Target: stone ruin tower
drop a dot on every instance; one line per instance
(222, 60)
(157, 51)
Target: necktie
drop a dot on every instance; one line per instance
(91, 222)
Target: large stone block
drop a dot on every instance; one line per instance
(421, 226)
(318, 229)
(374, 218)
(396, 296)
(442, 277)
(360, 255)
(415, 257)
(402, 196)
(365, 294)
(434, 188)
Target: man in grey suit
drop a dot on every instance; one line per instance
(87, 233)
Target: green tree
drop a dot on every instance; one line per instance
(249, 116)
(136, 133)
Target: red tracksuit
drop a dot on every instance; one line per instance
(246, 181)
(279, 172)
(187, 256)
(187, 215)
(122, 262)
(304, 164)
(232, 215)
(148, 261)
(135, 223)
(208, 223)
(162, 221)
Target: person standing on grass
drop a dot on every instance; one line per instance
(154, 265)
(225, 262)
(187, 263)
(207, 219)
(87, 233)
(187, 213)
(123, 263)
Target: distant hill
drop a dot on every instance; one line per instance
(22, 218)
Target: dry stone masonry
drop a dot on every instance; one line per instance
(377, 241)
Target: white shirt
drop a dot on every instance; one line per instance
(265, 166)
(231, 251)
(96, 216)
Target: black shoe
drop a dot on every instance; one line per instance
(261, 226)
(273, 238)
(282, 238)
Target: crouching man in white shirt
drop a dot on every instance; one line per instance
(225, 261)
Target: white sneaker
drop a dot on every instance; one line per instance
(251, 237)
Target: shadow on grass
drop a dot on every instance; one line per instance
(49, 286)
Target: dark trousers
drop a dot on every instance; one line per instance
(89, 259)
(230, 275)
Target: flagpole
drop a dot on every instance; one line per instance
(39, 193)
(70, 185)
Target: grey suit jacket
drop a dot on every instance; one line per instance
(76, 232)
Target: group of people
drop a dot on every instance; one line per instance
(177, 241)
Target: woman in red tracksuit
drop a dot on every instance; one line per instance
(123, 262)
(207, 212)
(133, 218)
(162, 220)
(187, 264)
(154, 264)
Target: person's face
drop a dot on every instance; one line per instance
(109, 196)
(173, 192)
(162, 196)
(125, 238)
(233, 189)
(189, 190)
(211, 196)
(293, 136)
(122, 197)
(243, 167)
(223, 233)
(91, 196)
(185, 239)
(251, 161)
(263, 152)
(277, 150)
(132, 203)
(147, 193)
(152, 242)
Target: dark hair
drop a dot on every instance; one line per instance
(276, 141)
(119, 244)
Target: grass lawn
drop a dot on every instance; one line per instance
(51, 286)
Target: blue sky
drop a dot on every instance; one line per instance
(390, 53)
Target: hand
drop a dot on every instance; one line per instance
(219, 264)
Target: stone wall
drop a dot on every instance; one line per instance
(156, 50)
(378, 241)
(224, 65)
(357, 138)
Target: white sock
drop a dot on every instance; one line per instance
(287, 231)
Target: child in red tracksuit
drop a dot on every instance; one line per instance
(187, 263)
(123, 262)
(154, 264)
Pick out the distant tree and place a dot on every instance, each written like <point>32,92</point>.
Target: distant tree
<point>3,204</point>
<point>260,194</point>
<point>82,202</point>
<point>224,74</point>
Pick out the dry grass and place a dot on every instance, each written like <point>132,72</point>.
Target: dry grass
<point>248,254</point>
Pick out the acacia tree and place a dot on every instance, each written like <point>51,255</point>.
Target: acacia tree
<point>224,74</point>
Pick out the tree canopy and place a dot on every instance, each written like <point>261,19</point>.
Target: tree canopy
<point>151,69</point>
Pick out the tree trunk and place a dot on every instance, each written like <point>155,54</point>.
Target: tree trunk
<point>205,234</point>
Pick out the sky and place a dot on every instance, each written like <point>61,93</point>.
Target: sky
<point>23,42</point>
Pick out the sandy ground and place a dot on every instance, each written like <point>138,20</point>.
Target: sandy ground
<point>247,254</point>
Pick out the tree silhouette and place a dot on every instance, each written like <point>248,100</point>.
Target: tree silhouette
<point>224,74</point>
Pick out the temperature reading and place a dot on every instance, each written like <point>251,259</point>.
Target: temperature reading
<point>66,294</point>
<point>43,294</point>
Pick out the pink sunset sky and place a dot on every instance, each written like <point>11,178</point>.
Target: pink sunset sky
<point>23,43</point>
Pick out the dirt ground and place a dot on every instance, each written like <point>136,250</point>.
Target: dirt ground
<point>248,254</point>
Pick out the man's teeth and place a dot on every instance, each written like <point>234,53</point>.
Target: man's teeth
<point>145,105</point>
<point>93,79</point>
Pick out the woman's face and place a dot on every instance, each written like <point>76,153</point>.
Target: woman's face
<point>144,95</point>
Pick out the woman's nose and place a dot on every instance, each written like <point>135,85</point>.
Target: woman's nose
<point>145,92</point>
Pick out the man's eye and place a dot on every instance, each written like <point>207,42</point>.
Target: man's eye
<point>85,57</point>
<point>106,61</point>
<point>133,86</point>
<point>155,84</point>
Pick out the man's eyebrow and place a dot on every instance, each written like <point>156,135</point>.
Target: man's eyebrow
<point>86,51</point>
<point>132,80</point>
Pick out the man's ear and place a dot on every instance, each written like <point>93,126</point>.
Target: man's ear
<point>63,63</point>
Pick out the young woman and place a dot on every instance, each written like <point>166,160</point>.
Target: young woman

---------------

§ What is required: Working from the records above, write out verbatim only the lines from the line containing "Target: red tracksuit" through the line containing "Target: group of people".

§ Exercise response:
Target: red tracksuit
drop a dot on every instance; one line per instance
(246, 181)
(279, 172)
(187, 256)
(187, 215)
(122, 262)
(304, 164)
(232, 215)
(148, 261)
(135, 223)
(208, 223)
(162, 221)
Target: person standing on grass
drop a dot on every instance; one line per instance
(154, 265)
(225, 262)
(187, 263)
(207, 219)
(87, 233)
(187, 213)
(123, 263)
Target: distant hill
drop a dot on every instance; one line per instance
(22, 218)
Target: dry stone masonry
drop a dot on every instance; one line per instance
(377, 241)
Target: white shirt
drop a dot on every instance; one line per instance
(265, 166)
(231, 251)
(96, 216)
Target: black shoe
drop a dot on every instance; one line per instance
(261, 226)
(273, 238)
(282, 238)
Target: crouching man in white shirt
drop a dot on every instance; one line per instance
(225, 261)
Target: white sneaker
drop a dot on every instance; one line per instance
(251, 237)
Target: shadow on grass
drop a dot on every instance; one line per instance
(49, 286)
Target: dark trousers
drop a dot on every instance; one line per instance
(89, 259)
(230, 275)
Target: flagpole
drop a dot on every instance; one line per instance
(39, 193)
(70, 185)
Target: grey suit jacket
drop a dot on every instance; one line per instance
(76, 232)
Target: group of people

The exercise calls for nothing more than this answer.